#### [Given request]
Copy the items below word for word, starting at the line that contains "For each instance of the picnic" and going to the end of the items. Leave the pictures out of your copy.
Start of Source data
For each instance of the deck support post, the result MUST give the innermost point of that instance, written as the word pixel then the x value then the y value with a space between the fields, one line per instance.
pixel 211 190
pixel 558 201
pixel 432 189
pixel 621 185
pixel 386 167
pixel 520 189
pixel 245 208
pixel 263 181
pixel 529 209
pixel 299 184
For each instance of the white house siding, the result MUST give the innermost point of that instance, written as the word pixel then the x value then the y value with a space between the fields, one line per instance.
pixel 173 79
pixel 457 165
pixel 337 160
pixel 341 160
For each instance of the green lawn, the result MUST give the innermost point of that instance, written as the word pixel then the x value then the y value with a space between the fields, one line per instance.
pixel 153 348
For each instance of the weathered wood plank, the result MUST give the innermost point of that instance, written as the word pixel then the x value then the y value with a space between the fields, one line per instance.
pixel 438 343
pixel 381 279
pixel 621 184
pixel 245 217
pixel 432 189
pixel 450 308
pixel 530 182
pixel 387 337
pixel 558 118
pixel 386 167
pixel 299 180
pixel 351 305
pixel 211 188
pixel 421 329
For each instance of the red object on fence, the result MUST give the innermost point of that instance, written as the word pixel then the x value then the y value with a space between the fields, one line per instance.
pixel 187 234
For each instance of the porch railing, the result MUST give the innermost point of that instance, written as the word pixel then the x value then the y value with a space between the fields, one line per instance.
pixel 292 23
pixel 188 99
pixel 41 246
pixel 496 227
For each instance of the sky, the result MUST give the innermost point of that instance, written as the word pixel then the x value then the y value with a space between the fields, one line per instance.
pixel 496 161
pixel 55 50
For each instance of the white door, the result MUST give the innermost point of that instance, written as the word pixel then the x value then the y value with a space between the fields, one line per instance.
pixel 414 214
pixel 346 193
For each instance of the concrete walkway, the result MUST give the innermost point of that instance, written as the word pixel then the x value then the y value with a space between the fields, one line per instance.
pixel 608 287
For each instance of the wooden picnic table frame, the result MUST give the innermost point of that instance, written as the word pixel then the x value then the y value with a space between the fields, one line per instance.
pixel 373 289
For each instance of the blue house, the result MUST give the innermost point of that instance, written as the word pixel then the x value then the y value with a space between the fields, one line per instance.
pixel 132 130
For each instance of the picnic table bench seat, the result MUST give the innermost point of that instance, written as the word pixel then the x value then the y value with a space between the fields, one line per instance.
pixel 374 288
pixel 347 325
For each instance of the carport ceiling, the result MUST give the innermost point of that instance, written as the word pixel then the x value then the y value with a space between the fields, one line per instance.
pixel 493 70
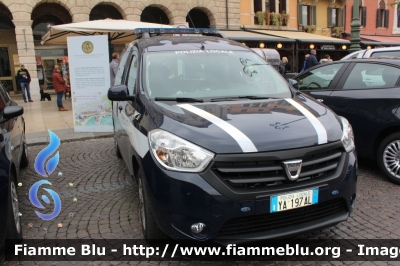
End of Source data
#### [Task response]
For each instance of the picnic table bench seat, the result MUST give the innermost point of that instance, written as the word pixel then the x value then the y value with a space between the fields, one line per instance.
pixel 374 288
pixel 347 325
For each instance of the carport ceiling, the result MUST give the innermost point of that instance, written as the word pixel then the x value then the y value with a space between the fields, one line per instance.
pixel 493 70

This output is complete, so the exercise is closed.